**Exercise instructions**
Write the entries below out again exactly; any picture in them stays out.

(Point localization data)

──────────────────────────────

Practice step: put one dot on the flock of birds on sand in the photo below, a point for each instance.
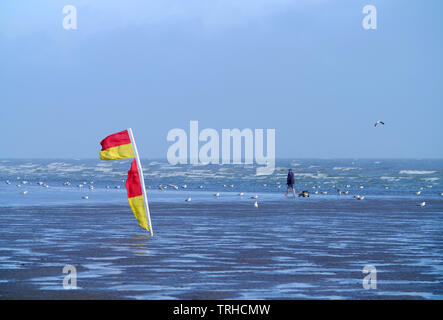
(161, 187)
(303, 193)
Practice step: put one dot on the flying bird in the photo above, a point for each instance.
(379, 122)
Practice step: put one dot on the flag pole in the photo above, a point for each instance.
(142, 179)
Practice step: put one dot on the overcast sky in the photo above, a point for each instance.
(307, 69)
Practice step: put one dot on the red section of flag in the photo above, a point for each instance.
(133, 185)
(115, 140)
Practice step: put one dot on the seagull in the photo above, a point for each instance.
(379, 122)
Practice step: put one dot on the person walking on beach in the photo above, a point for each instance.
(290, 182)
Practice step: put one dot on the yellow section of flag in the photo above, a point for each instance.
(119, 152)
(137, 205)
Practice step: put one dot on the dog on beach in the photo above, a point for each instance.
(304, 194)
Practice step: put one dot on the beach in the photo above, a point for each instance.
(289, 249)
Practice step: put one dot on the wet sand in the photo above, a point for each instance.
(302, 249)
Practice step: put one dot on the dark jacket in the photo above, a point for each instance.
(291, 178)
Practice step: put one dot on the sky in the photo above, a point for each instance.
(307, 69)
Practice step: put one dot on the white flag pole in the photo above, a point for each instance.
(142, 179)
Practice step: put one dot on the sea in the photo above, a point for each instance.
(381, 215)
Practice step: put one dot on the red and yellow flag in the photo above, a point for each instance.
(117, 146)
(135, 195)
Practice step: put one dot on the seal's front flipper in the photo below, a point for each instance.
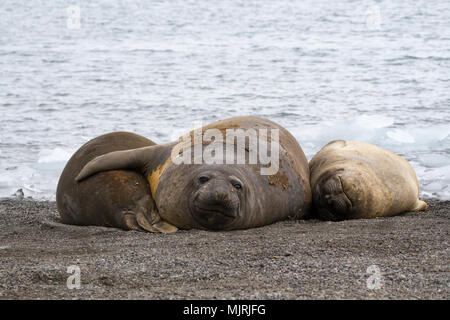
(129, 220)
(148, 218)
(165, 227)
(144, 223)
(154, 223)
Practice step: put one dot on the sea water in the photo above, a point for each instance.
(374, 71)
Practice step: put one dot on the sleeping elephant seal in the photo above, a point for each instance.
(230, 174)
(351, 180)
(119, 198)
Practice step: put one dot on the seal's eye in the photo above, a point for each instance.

──────────────────────────────

**Solution for this exercise**
Practice step: put one dot on the flock of birds on sand in the photo below, a point for each instance.
(161, 187)
(303, 193)
Practice step: put one dot on the flying bird in the photo above, a point for each instance.
(379, 122)
Practice step: put one dot on the flag pole in the photo above, a point for each instance.
(142, 179)
Practice step: put one dot on the overcast sky in the photo above, a point for each instance.
(307, 69)
Practice step: put one dot on the red section of flag in the photo above, a point for each instance.
(133, 185)
(115, 140)
Practice step: put one dot on the seagull in the photo above, a point for each instance.
(379, 122)
Practice step: put one dot on the person walking on beach in the photo above, a point for each instance.
(290, 182)
Practice step: put one dot on the yellow section of flag in the photo above, a point for each instance.
(119, 152)
(137, 205)
Practice step: put one dot on the dog on beach in the photo above, a point for each instance.
(304, 194)
Practice step: put one dot on the beach in the photo above, a point for each instance.
(289, 249)
Practice step: put one dot on the wet sand in the photo above, a point for each instance.
(302, 249)
Practice step: put one dot on the dark jacket in the photo above, a point for each instance.
(291, 178)
Practice step: put one dot on the sky in the photo above, a point for each instance.
(307, 69)
Practice step: put one dot on the white flag pole in the photo above, a point for each instance.
(142, 179)
Practice step: put one dot on the sea in the photo above, a point for each instance.
(381, 215)
Practice step: put one dot on the red and yellow flag in the photo above, a point for each instance.
(117, 146)
(135, 195)
Practice step: put one dot on the seal's front flipper in the photo below, a point for each instance.
(129, 220)
(148, 218)
(165, 227)
(144, 223)
(154, 223)
Practice step: put one dot on the sea water in the photo above, a point for each instance.
(374, 71)
Practice step: put one dot on the sleeping elephant seal in the photo above, a point for each instance.
(230, 174)
(351, 180)
(119, 198)
Practice step: put one dot on the seal's eye in the photo above, a point for each instance.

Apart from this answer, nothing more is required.